* Instructions for the task:
What you print must match the data line for line.

[Saved data entries]
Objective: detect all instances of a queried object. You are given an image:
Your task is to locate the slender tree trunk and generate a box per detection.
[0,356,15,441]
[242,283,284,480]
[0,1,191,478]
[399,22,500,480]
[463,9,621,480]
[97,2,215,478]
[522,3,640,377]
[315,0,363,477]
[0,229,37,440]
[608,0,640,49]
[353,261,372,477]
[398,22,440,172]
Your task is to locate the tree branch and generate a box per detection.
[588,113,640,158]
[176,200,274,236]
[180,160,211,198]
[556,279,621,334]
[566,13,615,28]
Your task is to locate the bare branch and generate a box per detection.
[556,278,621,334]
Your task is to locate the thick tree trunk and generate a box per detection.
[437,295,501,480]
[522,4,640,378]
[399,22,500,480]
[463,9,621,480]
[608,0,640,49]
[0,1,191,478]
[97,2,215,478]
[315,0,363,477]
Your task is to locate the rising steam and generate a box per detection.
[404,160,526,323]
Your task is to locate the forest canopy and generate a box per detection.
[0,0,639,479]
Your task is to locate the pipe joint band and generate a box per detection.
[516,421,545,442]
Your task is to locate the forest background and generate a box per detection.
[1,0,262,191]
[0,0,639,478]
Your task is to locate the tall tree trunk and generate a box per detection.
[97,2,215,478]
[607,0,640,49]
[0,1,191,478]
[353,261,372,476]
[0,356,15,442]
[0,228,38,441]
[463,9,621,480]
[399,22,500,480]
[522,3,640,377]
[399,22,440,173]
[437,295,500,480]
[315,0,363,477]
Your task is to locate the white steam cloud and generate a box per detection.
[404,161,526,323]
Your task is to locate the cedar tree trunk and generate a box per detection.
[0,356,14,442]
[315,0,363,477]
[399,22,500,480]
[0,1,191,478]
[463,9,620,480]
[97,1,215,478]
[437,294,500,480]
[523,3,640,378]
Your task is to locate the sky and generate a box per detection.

* Task answer:
Objective: detect all instances of a queried object. You are given an image:
Your task is to locate the slender tree trunk and generate a box per detection.
[0,356,15,441]
[242,283,284,480]
[0,1,191,478]
[399,22,500,480]
[463,9,621,480]
[97,2,215,478]
[522,3,640,377]
[315,0,363,477]
[0,229,37,440]
[608,0,640,49]
[353,261,372,477]
[398,22,440,172]
Your task is to locate the tree branch and generate a box per detection.
[588,113,640,158]
[176,200,274,236]
[180,160,211,198]
[556,279,621,334]
[566,13,615,28]
Your task is to locate the bare branch and generate a box per detection.
[556,278,621,334]
Your task is to locate the thick tree trunk and generate a box per detection.
[437,295,501,480]
[522,4,640,378]
[399,22,500,480]
[463,9,621,480]
[608,0,640,49]
[0,1,191,478]
[97,2,215,478]
[315,0,363,477]
Your task is to locate the rising steam and generate a box per detection.
[404,160,526,323]
Your task is to locate the forest canopy and generate a box per detection.
[0,0,639,479]
Your task is to locate the pipe joint band and generate a box per detection.
[516,421,545,442]
Your task is to locate the forest background and generate a box per detection.
[1,0,262,191]
[0,0,639,478]
Your task is to locate the tall tree trunk and generate a box per detection.
[97,2,215,478]
[607,0,640,49]
[0,1,191,478]
[353,261,372,476]
[0,356,15,442]
[0,228,38,441]
[463,9,621,480]
[399,22,500,480]
[522,3,640,377]
[399,22,440,173]
[437,295,500,480]
[315,0,363,477]
Your task is to locate the white steam cloud and generate a box per detection.
[404,161,526,323]
Your task is to locate the cedar tree trunk and generate a box per detection.
[0,356,14,442]
[315,0,363,477]
[399,22,500,480]
[0,1,191,478]
[463,9,620,480]
[97,1,215,478]
[437,294,500,480]
[523,3,640,378]
Your task is to locate the sky and generate a box per detection.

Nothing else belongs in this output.